Please arrange the data starting with the line containing "Bound navy cap." and going on through the line containing "262;202;318;269" as a two-column CSV with the headers text and answer. Give each text its own row with its answer beside it, quoting every field and turning line breaks into spaces.

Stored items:
-=-=-=-=-
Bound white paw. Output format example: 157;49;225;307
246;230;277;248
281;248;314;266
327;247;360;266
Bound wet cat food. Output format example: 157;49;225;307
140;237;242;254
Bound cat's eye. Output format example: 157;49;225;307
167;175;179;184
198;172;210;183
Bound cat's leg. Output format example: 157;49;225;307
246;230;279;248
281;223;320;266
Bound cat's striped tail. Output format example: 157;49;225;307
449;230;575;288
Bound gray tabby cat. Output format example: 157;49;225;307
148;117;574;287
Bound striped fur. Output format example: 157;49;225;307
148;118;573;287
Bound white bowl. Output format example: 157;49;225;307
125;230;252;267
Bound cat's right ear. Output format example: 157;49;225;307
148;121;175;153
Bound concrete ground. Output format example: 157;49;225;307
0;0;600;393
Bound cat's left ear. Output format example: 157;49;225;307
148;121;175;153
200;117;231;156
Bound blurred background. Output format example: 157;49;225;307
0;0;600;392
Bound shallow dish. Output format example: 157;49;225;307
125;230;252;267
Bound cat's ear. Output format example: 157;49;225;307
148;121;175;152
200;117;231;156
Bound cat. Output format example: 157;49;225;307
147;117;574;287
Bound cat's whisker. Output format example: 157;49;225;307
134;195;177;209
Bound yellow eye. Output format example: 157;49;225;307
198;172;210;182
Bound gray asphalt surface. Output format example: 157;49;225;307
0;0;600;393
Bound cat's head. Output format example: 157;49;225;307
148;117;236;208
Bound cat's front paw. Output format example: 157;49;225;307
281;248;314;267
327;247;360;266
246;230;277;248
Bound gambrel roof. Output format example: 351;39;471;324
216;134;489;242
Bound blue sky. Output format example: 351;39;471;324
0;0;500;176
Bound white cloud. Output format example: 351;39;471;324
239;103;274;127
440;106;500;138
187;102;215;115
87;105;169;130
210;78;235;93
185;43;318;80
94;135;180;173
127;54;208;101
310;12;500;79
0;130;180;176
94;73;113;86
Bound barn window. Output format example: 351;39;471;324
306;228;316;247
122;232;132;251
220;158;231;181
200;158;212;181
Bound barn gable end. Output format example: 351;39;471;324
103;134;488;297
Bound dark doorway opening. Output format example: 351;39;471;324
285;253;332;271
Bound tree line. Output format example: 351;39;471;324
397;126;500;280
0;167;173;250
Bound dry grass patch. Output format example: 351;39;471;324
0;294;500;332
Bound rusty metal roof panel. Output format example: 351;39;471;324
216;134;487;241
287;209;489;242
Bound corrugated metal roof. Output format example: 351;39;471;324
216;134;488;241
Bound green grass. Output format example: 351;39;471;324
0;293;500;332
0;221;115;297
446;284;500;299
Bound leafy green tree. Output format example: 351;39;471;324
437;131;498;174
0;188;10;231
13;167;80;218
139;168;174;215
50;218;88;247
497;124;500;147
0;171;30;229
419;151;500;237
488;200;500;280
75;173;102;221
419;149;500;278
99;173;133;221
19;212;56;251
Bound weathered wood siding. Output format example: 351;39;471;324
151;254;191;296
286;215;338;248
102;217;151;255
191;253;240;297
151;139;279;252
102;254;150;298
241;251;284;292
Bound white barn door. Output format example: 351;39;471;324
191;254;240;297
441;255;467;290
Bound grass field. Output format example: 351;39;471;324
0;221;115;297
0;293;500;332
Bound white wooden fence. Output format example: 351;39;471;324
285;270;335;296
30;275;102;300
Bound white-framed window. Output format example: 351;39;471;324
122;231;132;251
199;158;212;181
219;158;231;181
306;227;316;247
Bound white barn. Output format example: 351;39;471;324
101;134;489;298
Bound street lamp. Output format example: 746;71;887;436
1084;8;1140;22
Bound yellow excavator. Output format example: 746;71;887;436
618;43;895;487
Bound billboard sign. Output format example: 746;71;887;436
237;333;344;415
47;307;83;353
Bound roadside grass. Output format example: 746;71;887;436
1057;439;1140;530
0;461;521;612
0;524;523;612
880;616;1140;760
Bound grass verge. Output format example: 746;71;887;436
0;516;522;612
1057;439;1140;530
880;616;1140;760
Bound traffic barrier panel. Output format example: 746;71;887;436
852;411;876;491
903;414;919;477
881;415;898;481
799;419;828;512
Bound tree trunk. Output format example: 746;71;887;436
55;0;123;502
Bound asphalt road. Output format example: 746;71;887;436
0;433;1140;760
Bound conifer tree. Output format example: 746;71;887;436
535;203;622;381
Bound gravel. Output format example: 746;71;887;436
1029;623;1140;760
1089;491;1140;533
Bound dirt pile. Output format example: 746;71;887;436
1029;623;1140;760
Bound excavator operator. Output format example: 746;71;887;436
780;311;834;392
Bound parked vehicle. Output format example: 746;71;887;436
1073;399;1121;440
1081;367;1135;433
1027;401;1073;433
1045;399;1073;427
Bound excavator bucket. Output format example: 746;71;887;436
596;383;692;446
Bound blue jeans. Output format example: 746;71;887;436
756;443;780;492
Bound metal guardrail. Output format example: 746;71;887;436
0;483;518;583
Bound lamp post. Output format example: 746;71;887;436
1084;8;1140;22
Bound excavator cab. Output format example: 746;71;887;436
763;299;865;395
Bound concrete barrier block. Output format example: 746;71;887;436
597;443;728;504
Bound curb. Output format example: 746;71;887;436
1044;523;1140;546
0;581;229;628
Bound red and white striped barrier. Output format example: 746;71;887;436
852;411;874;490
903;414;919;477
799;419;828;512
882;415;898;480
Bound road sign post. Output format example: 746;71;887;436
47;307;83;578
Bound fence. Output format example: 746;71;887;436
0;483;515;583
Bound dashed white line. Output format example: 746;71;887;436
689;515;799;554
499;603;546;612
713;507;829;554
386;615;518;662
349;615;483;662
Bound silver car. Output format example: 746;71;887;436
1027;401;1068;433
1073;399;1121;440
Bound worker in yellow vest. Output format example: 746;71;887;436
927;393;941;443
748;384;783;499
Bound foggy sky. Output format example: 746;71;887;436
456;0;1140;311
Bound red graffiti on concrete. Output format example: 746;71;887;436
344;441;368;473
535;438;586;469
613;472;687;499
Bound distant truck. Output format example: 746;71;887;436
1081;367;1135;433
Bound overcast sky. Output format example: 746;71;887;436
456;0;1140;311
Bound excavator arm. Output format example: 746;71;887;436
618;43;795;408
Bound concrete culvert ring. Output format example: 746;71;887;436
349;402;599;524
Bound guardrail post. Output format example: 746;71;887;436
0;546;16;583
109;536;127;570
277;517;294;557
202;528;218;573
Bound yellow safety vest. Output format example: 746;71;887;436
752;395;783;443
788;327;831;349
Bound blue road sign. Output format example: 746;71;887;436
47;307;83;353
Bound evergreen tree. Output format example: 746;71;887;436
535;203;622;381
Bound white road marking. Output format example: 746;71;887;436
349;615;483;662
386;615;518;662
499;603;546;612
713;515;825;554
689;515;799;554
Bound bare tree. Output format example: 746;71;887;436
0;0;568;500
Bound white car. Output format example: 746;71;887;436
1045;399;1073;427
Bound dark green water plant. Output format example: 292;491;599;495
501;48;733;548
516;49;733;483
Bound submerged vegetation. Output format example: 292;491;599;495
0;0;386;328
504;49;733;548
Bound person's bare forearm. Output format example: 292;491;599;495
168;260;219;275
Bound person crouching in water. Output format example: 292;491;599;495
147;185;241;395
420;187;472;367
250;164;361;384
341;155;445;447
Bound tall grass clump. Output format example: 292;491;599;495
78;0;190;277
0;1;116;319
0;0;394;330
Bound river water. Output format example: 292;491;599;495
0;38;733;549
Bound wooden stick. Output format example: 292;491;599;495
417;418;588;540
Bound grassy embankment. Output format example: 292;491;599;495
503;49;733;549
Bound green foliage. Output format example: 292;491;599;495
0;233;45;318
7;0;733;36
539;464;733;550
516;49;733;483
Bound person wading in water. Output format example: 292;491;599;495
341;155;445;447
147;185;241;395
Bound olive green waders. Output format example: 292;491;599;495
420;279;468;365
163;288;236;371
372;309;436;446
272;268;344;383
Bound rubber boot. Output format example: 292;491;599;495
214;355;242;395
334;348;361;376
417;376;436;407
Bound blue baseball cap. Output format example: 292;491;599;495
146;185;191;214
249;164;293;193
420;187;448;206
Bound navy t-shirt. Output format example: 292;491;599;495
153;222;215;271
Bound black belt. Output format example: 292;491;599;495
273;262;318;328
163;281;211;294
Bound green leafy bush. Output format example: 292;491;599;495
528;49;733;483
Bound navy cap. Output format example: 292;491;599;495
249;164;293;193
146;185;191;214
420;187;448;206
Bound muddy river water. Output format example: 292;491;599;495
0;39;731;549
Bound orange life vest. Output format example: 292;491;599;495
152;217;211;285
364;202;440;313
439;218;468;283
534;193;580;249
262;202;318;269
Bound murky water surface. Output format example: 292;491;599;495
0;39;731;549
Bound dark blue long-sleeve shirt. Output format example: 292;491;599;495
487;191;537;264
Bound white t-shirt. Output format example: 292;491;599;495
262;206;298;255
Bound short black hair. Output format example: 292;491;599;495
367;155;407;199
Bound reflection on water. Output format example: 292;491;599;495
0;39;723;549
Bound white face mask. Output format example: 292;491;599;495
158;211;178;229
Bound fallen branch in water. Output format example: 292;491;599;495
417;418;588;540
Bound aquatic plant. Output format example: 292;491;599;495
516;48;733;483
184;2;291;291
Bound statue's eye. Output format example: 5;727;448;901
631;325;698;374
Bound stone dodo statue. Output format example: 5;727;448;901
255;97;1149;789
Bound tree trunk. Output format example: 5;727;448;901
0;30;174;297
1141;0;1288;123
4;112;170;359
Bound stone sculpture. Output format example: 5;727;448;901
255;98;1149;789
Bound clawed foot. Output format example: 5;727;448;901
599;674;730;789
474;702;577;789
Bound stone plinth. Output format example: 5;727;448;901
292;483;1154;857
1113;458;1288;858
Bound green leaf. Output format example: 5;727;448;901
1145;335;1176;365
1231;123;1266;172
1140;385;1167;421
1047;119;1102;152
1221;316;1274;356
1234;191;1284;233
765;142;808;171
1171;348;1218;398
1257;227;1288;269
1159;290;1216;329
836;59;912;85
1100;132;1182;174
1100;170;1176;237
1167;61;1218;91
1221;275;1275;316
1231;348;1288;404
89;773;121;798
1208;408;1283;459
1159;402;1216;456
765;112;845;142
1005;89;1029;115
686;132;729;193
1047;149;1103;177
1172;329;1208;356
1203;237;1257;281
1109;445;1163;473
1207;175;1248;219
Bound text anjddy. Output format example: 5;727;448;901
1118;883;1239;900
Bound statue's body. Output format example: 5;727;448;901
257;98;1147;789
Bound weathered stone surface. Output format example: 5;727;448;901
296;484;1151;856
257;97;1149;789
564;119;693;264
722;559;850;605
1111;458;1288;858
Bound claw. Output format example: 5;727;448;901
-=-=-=-=-
• [Task solution]:
text,answer
"Bound navy cap. Output format example: 292;491;599;495","249;164;293;193 146;185;191;214 420;187;448;206"
"Bound muddy river water. Output format example: 292;491;599;495","0;39;731;549"
"Bound orange life vest. Output format example: 292;491;599;495","152;217;211;285 364;202;440;313 439;218;468;283 534;193;580;249 262;202;318;269"